(Items from a dataset)
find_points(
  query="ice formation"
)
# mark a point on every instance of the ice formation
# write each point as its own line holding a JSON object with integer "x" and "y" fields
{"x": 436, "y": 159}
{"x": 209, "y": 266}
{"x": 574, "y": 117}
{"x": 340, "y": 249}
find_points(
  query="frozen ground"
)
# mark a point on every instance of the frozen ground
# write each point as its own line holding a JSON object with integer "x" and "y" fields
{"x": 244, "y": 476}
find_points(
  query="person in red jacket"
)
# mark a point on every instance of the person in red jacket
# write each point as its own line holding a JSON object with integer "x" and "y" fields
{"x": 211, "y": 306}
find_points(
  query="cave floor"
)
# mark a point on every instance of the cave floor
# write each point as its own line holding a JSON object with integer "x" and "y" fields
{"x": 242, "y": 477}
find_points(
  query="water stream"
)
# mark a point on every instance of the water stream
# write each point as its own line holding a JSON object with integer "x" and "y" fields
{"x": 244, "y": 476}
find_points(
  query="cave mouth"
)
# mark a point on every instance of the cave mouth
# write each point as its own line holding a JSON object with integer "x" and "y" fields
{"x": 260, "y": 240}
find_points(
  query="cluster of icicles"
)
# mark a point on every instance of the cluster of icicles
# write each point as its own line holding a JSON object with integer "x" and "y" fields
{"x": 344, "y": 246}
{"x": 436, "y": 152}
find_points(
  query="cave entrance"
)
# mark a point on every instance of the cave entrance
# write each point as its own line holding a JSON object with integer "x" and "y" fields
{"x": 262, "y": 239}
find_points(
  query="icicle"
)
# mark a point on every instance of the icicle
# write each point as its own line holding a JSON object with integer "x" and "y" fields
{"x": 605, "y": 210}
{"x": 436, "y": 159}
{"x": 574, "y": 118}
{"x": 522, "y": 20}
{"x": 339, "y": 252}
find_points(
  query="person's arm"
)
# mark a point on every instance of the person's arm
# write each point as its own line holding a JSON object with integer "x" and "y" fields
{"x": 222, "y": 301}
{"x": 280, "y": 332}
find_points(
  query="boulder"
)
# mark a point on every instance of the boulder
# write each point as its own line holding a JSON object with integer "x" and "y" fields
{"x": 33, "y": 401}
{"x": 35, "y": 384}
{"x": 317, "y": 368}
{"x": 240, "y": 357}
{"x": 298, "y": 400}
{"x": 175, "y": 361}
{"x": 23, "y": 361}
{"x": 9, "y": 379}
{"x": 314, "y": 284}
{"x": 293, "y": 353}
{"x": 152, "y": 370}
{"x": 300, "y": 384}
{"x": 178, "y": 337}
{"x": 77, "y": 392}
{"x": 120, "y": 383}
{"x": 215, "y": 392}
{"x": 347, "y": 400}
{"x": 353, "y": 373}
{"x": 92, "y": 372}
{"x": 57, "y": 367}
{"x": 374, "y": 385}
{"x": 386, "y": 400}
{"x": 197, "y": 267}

--

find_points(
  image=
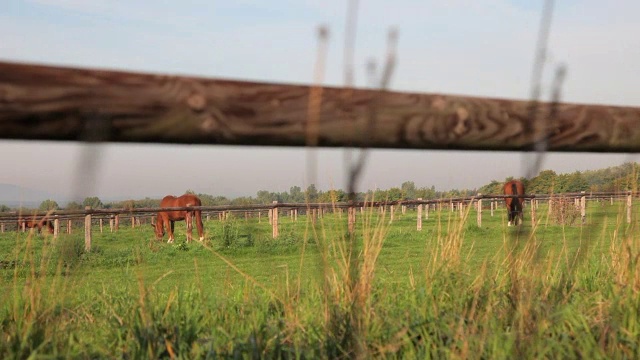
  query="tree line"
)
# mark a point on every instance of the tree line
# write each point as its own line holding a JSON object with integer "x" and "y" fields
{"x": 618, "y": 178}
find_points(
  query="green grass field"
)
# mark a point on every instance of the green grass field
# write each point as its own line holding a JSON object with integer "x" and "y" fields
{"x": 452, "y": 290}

Task goal:
Among the lines above, find the ones containing "green" and copy them.

Result for this task:
  query="green grass field"
# mark a point on every instance of the green grass field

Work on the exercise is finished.